**Collected data**
======
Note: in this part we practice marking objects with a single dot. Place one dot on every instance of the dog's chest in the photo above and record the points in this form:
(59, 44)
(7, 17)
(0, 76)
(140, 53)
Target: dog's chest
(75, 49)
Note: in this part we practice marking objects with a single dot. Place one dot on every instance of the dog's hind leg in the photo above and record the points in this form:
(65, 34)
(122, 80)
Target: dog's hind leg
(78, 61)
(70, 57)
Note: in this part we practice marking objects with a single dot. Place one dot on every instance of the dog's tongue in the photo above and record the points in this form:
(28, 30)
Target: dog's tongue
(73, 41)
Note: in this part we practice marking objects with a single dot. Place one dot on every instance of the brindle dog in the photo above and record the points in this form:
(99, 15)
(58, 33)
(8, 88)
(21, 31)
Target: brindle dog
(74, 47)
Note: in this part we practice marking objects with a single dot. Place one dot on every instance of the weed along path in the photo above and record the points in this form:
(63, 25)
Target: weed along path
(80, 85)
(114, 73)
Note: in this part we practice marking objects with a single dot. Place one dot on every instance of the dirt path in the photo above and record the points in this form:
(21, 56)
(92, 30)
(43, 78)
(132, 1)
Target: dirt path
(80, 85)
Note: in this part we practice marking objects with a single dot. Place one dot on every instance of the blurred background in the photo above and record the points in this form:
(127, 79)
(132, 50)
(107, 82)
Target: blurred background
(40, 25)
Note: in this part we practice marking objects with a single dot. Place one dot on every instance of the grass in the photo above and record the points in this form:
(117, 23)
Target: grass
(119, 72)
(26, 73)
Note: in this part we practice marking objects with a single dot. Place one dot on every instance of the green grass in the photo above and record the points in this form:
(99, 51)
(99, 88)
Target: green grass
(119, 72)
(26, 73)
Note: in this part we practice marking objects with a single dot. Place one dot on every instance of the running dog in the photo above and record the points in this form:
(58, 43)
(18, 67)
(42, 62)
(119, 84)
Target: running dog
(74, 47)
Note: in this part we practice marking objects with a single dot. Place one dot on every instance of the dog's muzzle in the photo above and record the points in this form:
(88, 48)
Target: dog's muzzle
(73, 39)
======
**WORK ORDER**
Repeat the data in full, matching each line exactly.

**REPLY TO THE EXERCISE**
Note: in this part we practice marking objects with a single dot. Place one dot on every instance of the dog's chest in the photo above and record the points in this form:
(59, 44)
(7, 17)
(0, 76)
(140, 53)
Target: dog's chest
(75, 49)
Note: in this part we practice marking objects with a single dot. Place one dot on every instance of the dog's hind leg in the photo above and record the points in this form:
(65, 34)
(122, 80)
Target: dog's hind leg
(78, 61)
(70, 57)
Note: in this part we practice marking objects with a single dot. Place one dot on every instance of the dog's tongue in the photo above and record the points in this form:
(28, 30)
Target: dog's tongue
(73, 41)
Note: in this part we practice marking objects with a single dot. Place one dot on every instance of the brindle dog in the photo above and record the points in this form:
(99, 15)
(58, 33)
(8, 88)
(21, 31)
Target: brindle dog
(74, 47)
Note: in this part we practice marking objects with a single dot. Place one dot on every instance of the weed along path in the photo above and record the points in this form:
(63, 25)
Target: weed along path
(80, 85)
(114, 73)
Note: in this part we practice marking objects with a single dot. Place one dot on every instance of the dirt path in the photo above and record the points in this form:
(21, 56)
(92, 30)
(43, 78)
(132, 1)
Target: dirt path
(80, 85)
Note: in this part we practice marking objects with a single dot. Place one dot on every instance of the blurred background in the photo above and record the points in this form:
(127, 79)
(132, 50)
(107, 82)
Target: blurred background
(40, 25)
Note: in this part we practice marking objects with a single dot. Place one dot on every instance of the grass in the photo above and record the points in this form:
(117, 23)
Target: grass
(119, 72)
(26, 73)
Note: in this part we practice marking objects with a single dot. Place one dot on every instance of the green grass in the photo above and record the points in this form:
(99, 51)
(99, 88)
Target: green grass
(119, 72)
(26, 73)
Note: in this part we practice marking objects with a single dot. Place one dot on every instance of the running dog in the photo above and record the points in this form:
(58, 43)
(18, 67)
(42, 62)
(119, 84)
Target: running dog
(74, 47)
Note: in this part we practice marking objects with a single dot. Place one dot on every instance of the dog's muzzle in the photo above and record the points in this form:
(88, 48)
Target: dog's muzzle
(73, 39)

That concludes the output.